**WORK TO COMPLETE**.
Could you print the data below line for line, with nothing changed?

--------------------------------------------------

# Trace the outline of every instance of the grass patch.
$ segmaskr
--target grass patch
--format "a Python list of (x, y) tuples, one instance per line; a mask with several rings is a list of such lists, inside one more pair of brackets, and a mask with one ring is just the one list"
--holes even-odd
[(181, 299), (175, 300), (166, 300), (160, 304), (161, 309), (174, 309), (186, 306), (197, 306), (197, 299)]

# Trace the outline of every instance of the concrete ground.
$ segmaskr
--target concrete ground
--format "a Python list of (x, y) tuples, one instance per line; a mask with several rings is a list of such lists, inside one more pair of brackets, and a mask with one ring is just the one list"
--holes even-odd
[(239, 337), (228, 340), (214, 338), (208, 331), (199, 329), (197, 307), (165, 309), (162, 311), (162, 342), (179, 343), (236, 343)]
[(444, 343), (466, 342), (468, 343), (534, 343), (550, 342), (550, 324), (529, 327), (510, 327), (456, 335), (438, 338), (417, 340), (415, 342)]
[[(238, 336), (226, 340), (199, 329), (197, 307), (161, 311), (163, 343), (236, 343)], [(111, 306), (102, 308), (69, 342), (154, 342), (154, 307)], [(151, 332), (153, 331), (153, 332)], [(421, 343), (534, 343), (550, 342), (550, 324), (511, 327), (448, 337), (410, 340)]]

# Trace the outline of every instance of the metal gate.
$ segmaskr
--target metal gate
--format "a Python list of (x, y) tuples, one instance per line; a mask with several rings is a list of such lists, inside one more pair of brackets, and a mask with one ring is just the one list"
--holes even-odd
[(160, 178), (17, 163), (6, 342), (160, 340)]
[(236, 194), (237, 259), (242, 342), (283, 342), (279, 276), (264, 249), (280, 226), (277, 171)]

--------------------------------------------------

**CORRECT ANSWER**.
# Trace the outline of every instance of the grass patch.
$ segmaskr
--target grass patch
--format "a Python list of (x, y) tuples, one instance per line; a mask with several rings is a list of such lists, inside one more pair of brackets, and a mask with one ring is just the one list"
--holes even-odd
[(181, 299), (175, 300), (166, 300), (160, 304), (161, 309), (174, 309), (186, 306), (197, 306), (197, 299)]

# Trace the outline of every instance of the concrete ground.
$ segmaskr
--target concrete ground
--format "a Python list of (x, y) tuples, one instance per line; a mask with several rings is a list of such lists, inside one more pair of brackets, and a mask with one ring is just the one list"
--holes even-odd
[(239, 337), (228, 340), (214, 338), (208, 331), (199, 329), (197, 307), (165, 309), (162, 311), (162, 342), (179, 343), (236, 343)]
[(444, 343), (466, 342), (468, 343), (534, 343), (550, 342), (550, 324), (529, 327), (510, 327), (456, 335), (438, 338), (417, 340), (415, 342)]
[[(238, 336), (226, 340), (199, 329), (197, 307), (161, 311), (163, 343), (236, 343)], [(111, 306), (102, 308), (69, 342), (154, 342), (154, 307)], [(151, 332), (153, 331), (153, 332)], [(421, 343), (534, 343), (550, 342), (550, 324), (511, 327), (448, 337), (410, 340)]]

# Trace the outline of every instance of the metal gate.
$ segmaskr
--target metal gate
--format "a Python list of (x, y) tuples, one instance per line; a mask with several rings is a list of such lists, inside one more pair of brackets, and a mask with one ring is just the one list"
--holes even-odd
[(160, 178), (17, 163), (6, 342), (160, 340)]
[(236, 194), (237, 259), (242, 342), (283, 342), (279, 276), (264, 249), (280, 226), (277, 171)]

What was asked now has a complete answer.